**ÉNONCÉ 1**
Combien de lignes des entrées contiennent la chaîne "fabric"? La casse compte, et seul le nombre est attendu.

**TEXTE À LIRE**
Découverte d'une binaire "veuve noire" singulière


Ce qu'on appelle une "veuve noire" (black widow), c'est un système binaire composé d'une grosse étoile à neutrons et d'une toute petite étoile qui se fait dévorer et détruire à petits feux par l'étoile à neutrons. On en connaît aujourd'hui une dizaine depuis la découverte en 1988 du premier specimen. Aujourd'hui, une nouvelle veuve noire vient d'être trouvée, avec un record de période de rotation de seulement 62 minutes. Et ce couple infernal est orbité par une troisième étoile qui assite de loin au spectacle. L'étude est publiée dans Nature.

La première veuve noire qui avait été caractérisée il y a plus de 30 ans, animée par le pulsar éclipsant PSR J1959+2048, a une une période orbitale de huit heures. Cette nouvelle veuve noire est nommée ZTF J1406+1222, elle se trouve à 3720 années-lumière. Kevin Burdge (MIT) et ses collaborateurs l'ont débusquée avec le Zwicky Transient Facility parmi 20 millions de cibles en observant une variation de luminosité périodique très importante, plus d'un facteur 10, qui se renouvelle très précisément toutes les 62 minutes.

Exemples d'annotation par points
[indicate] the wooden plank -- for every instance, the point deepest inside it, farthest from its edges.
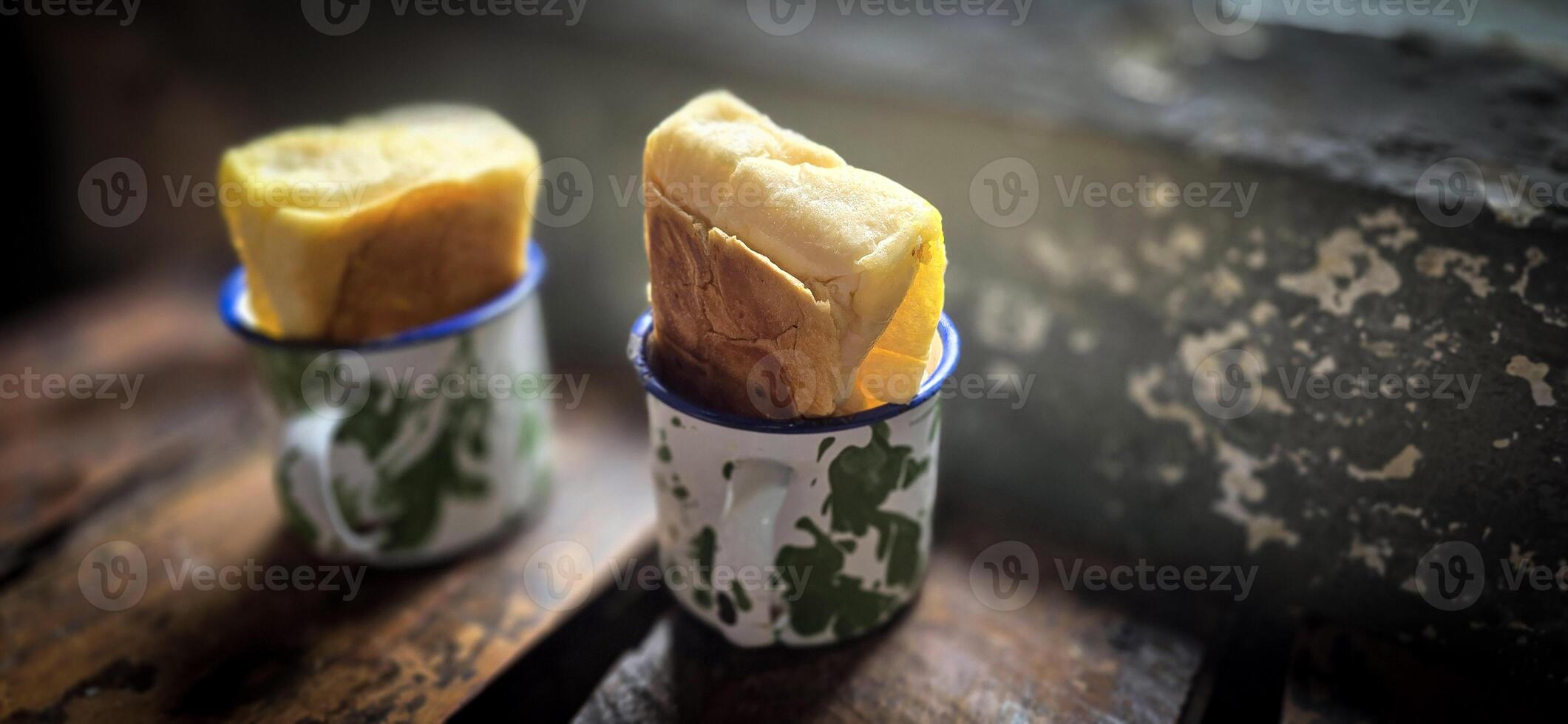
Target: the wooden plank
(411, 644)
(949, 658)
(165, 378)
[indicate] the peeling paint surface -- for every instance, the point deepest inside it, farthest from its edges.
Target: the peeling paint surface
(1335, 281)
(1401, 468)
(1534, 373)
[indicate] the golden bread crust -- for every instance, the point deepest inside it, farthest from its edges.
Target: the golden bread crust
(731, 329)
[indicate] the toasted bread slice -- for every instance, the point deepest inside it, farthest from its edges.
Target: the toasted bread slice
(407, 218)
(832, 254)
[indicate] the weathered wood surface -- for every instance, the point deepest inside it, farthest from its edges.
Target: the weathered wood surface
(186, 475)
(1062, 657)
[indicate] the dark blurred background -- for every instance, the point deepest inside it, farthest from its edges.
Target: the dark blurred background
(1331, 120)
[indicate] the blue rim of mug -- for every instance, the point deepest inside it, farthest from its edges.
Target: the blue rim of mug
(234, 290)
(929, 388)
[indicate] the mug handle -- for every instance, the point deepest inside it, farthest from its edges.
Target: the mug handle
(753, 502)
(313, 436)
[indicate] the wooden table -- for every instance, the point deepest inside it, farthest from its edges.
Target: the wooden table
(184, 475)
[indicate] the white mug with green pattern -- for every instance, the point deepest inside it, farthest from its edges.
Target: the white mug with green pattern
(794, 532)
(418, 447)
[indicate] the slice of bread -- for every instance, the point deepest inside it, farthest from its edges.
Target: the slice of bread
(359, 230)
(776, 267)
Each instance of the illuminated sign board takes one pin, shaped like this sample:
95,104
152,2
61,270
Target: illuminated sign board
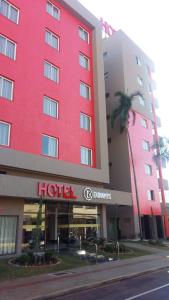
106,27
53,190
89,194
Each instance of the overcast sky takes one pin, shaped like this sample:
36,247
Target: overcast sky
146,22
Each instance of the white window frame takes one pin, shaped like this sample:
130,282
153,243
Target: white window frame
6,40
81,55
138,61
4,78
52,35
139,80
57,145
146,145
86,116
87,86
82,36
9,132
141,101
143,123
11,5
150,88
53,6
148,169
149,195
90,150
52,66
57,107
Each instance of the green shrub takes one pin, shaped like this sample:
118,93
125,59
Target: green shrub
50,257
155,242
108,248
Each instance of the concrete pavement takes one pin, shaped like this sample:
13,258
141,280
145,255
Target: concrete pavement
48,285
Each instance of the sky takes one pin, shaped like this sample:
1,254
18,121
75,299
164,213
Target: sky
146,22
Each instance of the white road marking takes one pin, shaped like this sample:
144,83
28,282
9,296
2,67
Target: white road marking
148,292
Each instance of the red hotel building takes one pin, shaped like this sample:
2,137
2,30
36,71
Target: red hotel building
53,136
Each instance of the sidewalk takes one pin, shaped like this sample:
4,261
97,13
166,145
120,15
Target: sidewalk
42,286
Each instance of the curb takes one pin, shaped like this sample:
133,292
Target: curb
95,284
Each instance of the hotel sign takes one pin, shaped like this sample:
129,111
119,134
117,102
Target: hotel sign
106,27
56,190
89,194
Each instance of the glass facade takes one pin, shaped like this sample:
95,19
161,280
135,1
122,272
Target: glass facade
67,220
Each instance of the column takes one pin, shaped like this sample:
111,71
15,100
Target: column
103,221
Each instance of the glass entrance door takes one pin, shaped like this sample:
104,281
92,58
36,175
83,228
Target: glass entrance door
8,228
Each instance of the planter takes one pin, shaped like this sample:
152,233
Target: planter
12,262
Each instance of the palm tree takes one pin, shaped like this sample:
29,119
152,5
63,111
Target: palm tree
162,154
122,113
162,147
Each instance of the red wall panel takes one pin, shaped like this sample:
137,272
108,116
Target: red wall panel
25,112
142,157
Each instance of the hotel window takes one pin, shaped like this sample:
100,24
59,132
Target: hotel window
86,156
9,11
84,90
143,123
4,133
148,169
8,234
50,107
84,35
7,47
139,80
141,100
51,39
85,122
53,10
138,61
150,195
6,88
51,72
49,146
151,107
146,145
84,61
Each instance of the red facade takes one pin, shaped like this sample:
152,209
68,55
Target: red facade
25,111
145,182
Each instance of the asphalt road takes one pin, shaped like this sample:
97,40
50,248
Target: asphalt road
152,286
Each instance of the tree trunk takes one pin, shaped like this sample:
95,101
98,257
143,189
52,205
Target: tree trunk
135,184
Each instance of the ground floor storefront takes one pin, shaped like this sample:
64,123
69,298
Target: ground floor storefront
71,212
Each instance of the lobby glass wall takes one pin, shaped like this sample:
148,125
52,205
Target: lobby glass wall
68,220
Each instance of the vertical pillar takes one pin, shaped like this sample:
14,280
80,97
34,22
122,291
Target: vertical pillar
136,227
103,222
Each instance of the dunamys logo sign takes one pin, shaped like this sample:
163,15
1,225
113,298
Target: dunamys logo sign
90,194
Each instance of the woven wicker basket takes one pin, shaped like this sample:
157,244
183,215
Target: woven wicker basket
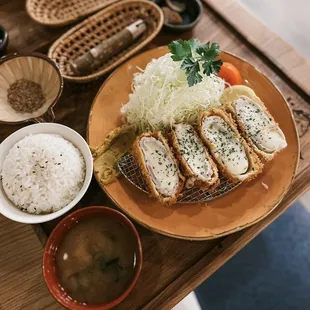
57,13
101,26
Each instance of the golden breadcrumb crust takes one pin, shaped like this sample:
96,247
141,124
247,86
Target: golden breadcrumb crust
187,171
255,165
138,154
231,109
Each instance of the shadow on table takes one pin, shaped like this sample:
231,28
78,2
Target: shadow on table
271,273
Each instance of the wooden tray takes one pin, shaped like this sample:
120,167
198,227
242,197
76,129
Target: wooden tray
63,12
106,23
171,267
240,208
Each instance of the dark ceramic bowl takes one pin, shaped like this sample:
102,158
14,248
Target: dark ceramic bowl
4,40
191,16
54,241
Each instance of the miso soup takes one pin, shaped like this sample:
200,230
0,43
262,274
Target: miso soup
96,260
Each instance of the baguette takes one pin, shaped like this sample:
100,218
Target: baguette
159,167
257,126
235,159
195,162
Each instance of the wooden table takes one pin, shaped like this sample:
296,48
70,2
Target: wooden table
172,268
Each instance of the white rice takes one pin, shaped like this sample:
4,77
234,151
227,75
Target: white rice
42,173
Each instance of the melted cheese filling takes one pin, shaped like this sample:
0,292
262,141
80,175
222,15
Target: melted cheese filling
193,151
261,129
228,148
160,165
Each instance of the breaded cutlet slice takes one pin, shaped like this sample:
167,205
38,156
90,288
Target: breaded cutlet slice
195,162
257,126
234,158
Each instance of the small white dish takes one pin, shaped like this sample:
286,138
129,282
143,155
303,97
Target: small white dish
7,208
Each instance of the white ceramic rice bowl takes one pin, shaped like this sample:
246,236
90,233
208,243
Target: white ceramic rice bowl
7,208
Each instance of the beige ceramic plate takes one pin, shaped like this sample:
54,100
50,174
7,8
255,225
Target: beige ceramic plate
236,210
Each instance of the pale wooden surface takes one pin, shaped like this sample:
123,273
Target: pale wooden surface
22,285
277,50
171,268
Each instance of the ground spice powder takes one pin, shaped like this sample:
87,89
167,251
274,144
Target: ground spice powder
26,96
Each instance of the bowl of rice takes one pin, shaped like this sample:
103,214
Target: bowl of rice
45,169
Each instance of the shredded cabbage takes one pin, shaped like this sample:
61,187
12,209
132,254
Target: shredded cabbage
161,96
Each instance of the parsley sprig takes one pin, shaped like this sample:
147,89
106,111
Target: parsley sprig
192,53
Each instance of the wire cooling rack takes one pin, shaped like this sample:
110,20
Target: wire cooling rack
128,166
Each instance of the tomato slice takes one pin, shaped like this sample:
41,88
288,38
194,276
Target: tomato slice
230,74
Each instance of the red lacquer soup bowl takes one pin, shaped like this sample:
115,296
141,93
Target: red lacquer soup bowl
50,269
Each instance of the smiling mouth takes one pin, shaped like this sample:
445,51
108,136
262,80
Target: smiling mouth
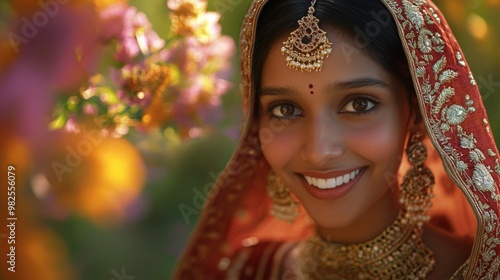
332,183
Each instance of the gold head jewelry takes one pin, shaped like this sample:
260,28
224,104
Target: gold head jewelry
284,206
398,253
307,46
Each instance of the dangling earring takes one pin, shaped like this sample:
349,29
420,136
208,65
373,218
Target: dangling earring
416,189
284,206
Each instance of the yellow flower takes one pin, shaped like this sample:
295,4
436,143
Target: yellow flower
95,175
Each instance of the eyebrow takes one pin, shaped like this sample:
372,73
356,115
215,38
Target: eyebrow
276,91
356,83
332,87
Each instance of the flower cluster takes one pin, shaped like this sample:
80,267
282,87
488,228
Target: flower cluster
154,83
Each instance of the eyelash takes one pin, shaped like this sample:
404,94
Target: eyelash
275,105
350,99
369,98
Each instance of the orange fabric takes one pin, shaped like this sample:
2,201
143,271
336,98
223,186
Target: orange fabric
463,156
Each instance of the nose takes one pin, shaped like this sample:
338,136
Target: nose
323,141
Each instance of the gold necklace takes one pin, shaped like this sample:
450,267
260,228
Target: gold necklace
398,253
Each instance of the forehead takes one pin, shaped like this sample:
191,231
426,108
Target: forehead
346,62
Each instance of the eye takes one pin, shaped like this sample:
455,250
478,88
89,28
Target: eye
285,111
359,105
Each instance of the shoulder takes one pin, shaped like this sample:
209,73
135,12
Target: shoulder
450,251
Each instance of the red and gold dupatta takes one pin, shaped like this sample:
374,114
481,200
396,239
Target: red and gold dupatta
464,158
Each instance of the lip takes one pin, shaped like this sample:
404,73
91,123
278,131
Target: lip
334,192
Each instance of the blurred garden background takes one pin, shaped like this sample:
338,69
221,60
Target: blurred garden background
117,116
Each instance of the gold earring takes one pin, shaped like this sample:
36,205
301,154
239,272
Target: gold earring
284,206
416,189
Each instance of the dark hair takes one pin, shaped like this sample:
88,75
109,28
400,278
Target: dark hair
366,23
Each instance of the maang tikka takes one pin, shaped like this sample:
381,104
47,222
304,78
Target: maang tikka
307,46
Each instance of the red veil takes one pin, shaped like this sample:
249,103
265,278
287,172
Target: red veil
463,156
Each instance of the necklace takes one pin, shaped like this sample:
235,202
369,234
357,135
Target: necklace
398,253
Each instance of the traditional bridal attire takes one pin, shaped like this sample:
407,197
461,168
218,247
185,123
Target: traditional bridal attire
237,238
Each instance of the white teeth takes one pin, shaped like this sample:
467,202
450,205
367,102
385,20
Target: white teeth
346,178
332,182
322,183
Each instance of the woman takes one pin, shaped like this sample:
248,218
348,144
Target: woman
342,100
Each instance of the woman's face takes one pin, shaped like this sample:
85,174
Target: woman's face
335,137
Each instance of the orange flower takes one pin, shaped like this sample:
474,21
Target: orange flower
96,176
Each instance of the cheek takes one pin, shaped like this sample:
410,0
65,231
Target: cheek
278,142
382,143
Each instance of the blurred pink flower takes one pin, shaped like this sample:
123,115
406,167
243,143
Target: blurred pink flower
136,36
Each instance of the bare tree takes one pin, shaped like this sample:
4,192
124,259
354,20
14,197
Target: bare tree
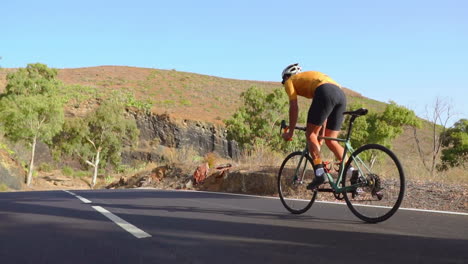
439,115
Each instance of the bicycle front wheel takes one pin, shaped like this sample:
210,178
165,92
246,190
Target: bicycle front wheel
376,188
295,174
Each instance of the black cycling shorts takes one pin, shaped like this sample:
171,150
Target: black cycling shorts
329,103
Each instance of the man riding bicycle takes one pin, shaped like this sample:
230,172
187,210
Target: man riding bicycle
326,110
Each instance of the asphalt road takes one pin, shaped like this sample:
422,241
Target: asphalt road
155,226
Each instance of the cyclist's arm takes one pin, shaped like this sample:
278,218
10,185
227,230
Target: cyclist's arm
293,113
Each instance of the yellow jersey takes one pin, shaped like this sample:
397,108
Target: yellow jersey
305,84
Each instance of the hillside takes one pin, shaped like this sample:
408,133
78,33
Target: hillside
179,94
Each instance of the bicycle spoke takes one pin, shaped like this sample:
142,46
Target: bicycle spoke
379,182
295,174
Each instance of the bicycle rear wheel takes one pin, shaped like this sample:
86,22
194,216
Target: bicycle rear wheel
293,177
379,183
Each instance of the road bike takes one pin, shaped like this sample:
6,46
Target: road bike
372,181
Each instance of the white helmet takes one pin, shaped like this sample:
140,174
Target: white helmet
291,70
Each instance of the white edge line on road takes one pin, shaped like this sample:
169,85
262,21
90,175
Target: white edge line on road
338,203
84,200
138,233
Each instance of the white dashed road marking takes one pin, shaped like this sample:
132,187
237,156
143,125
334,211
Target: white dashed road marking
137,232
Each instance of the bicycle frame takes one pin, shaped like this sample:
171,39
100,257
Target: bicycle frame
347,149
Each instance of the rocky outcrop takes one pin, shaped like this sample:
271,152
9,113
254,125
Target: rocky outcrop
165,132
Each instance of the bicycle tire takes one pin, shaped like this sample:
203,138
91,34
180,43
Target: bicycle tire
383,185
292,195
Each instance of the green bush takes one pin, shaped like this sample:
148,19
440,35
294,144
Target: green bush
67,171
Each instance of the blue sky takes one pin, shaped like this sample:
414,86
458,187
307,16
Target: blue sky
407,51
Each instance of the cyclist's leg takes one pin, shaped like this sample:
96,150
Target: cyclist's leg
333,145
335,120
320,108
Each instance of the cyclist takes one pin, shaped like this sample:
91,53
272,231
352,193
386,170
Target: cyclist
326,110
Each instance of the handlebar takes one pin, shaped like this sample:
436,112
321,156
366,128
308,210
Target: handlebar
286,127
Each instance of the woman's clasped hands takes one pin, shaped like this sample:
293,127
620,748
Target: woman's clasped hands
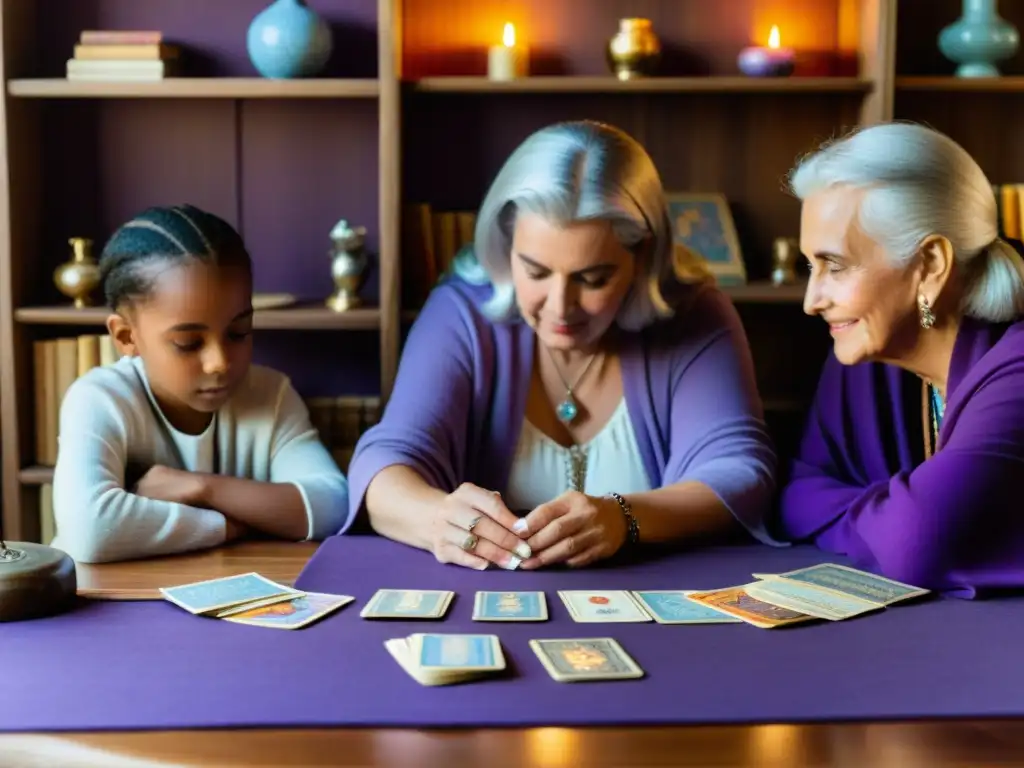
474,528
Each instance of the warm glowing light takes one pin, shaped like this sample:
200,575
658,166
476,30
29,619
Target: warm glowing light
553,748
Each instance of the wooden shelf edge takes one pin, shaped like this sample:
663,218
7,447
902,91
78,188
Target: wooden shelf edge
288,318
37,475
196,88
586,84
1008,84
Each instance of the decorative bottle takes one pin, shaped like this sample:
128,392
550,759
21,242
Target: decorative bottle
78,278
978,39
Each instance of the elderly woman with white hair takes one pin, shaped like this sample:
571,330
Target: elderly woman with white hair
578,387
912,461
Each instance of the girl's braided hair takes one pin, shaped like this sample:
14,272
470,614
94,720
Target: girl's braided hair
165,233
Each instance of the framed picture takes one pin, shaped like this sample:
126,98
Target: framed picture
701,221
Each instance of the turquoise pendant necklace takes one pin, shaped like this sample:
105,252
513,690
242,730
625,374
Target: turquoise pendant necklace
938,411
566,411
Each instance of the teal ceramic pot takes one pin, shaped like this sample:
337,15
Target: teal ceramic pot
289,40
979,39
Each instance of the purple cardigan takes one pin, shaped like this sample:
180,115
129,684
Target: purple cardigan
860,485
460,398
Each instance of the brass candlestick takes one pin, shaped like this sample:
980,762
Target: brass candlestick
785,254
635,50
78,278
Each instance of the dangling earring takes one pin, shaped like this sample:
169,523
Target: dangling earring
927,315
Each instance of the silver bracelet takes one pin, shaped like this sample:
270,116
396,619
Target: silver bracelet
632,526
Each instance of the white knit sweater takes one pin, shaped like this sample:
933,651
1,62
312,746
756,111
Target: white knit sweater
110,421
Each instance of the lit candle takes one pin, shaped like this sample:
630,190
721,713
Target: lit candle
771,61
508,60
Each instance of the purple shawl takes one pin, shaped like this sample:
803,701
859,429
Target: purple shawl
460,398
860,485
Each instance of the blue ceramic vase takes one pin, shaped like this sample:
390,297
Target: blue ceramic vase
979,39
289,40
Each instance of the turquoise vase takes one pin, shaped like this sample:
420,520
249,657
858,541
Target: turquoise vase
289,40
978,39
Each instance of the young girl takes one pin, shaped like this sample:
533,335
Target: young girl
182,444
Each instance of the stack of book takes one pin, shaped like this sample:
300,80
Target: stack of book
122,55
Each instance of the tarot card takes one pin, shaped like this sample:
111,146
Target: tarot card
586,658
457,653
408,604
602,605
450,658
510,606
853,583
216,594
805,598
294,613
735,602
290,595
673,606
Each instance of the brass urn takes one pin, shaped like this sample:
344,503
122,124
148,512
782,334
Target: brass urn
348,265
785,255
635,50
78,278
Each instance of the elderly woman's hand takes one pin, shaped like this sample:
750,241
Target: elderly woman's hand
473,527
577,529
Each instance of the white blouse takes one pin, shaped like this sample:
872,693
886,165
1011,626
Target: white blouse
543,469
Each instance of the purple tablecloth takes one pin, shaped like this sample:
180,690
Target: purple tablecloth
142,666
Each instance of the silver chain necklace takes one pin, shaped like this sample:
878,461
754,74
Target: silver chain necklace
566,411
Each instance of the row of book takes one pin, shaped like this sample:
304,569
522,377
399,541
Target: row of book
430,241
134,55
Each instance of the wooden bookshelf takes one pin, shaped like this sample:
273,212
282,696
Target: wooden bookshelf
196,88
943,84
290,318
583,84
36,475
421,124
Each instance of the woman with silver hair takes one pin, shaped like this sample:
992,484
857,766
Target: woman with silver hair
577,387
913,454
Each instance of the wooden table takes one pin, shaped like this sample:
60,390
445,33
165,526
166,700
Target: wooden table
963,743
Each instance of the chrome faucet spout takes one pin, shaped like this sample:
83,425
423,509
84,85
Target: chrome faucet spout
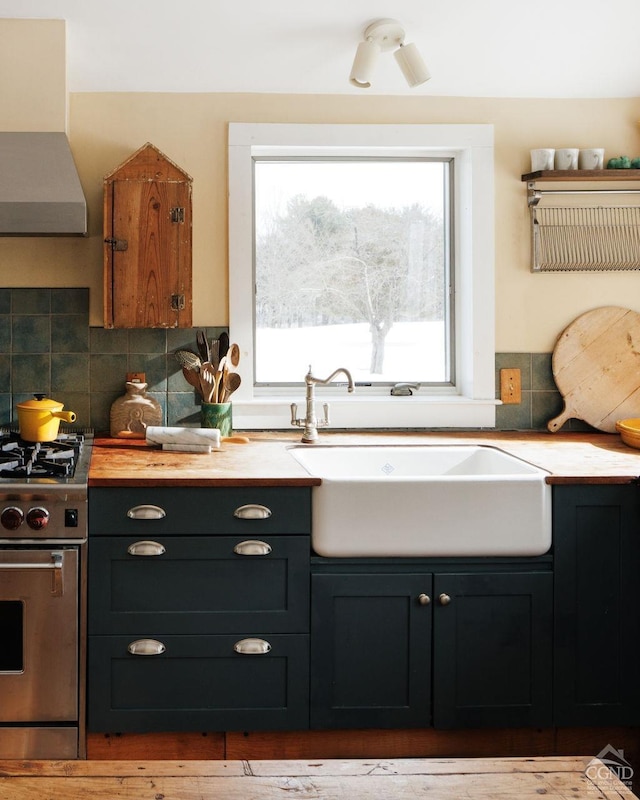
310,423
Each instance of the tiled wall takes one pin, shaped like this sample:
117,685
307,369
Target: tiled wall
46,345
541,400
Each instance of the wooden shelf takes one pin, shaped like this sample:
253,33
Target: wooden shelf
583,175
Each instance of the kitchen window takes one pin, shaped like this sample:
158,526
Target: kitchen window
368,247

**ÉNONCÉ 2**
Écrivez la suite du texte sur la binaire veuve noire, à partir de sa dernière phrase.

**RÉSULTAT ATTENDU 1**
2

**RÉSULTAT ATTENDU 2**
ZTF J1406+1222 repousse les limites des modèles évolutionnaires des couples étoile à neutrons/étoile de faible masse, en tombant en dessous de la période orbitale minimale de 80 minutes qui devrait exister dans les systèmes riches en hydrogène comme celui ci. Le système est singulier aussi du fait que la compagne du couple (la troisième composante) est une rare étoile sous-naine froide de faible métallicité, et aussi qu'il a une orbite dans le halo galactique qui est compatible avec un passage très près du centre galactique, ce qui en fait une sonde fort intéressante des canaux de formation de ce type de système qui forme ces veuves noires.
Burdge et son équipe expliquent que compte tenu de la grande amplitude de la variation de luminosité qui est observée, la solution la plus plausible pour son origine est l'irradiation de la petite étoile par l'étoile à neutrons (invisible) dans un système binaire à période orbitale de 62 minutes : la modulation du flux reflète le contraste entre les côtés " jour " et " nuit " de l'objet irradié. Il faut dire que la plupart des binaires veuves noires connues avec des contreparties optiques identifiées présentent ce même type de forte variabilité optique. Les modèles de courbe de lumière que les chercheurs utilisent excluent la possibilité d'un irradiateur thermique de type naine blanche, car une naine blanche chaude éclipserait elle-même l'étoile compagne, diluant l'amplitude globale et donnant une courbe de lumière très semblable à celle de la binaire à double naine blanche ZTF J1539+502715.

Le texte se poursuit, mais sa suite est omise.